▶ Dataset extract
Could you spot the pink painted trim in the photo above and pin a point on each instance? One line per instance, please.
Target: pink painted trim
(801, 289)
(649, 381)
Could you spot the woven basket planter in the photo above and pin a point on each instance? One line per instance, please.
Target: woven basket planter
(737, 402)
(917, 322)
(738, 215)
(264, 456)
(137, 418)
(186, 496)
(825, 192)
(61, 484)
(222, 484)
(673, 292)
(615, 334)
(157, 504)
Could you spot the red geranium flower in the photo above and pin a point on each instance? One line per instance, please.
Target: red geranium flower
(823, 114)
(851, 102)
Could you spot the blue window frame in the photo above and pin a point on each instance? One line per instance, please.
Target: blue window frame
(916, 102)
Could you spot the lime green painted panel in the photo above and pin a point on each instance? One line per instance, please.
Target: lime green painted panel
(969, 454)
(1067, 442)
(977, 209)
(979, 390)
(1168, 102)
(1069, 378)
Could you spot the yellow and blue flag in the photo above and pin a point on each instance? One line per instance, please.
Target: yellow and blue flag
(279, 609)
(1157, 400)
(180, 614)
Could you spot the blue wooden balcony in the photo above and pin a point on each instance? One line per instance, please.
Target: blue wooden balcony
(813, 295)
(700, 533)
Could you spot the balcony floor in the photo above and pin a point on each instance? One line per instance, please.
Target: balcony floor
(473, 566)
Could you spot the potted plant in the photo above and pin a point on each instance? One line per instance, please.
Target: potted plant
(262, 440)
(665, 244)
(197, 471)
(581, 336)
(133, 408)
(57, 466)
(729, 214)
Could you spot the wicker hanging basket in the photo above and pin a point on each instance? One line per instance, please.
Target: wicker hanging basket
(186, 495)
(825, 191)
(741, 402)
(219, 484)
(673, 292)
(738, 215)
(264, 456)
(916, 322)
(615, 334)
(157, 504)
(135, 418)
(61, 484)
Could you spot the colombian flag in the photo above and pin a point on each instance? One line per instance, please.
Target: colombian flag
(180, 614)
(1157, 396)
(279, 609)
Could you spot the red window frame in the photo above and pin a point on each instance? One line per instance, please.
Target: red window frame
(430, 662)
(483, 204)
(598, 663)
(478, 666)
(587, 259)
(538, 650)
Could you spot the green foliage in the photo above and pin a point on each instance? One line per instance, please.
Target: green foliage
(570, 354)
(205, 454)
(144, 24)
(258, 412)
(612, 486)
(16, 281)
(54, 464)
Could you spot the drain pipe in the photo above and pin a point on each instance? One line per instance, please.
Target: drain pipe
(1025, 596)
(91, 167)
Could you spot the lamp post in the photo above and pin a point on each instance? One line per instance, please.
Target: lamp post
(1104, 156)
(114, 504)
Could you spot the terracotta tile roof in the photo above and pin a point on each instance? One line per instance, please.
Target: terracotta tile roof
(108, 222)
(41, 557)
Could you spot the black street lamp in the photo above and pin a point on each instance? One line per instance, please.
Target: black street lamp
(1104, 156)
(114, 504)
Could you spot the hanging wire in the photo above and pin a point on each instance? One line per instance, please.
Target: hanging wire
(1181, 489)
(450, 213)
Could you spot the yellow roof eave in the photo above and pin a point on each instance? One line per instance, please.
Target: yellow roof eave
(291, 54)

▶ Given problem
Update the part of the items that runs from the line containing "Could you spot the drain" through the end of the items, changing "hanging wire" to "overhead cable" and leaving everything else the same.

▶ Solution
Could you spot the drain pipe in the photo above and pin a point on each instance? One line per instance, please.
Target: drain pipe
(1025, 596)
(91, 167)
Could you spot the lamp post in the photo above and pin a point on each instance? One line per instance, please.
Target: lamp post
(1104, 156)
(114, 504)
Could you spot the terracotta tile roof in the photo above and pin a point on each instance? One line per instance, please.
Target: terracotta tile roof
(108, 222)
(41, 557)
Could you spot the black street lamp in the photo above and pin a point on each instance? One line per instance, please.
Target: black street lamp
(1104, 156)
(114, 504)
Could you spot the overhead cable in the photo above and pin a point on each instance? One line per instance, please.
Target: overhead cable
(1181, 489)
(450, 213)
Could you spot the yellow roof eave in the photo above and pin a point on each instance? One line per instance, please.
Target: yellow roof eave
(291, 54)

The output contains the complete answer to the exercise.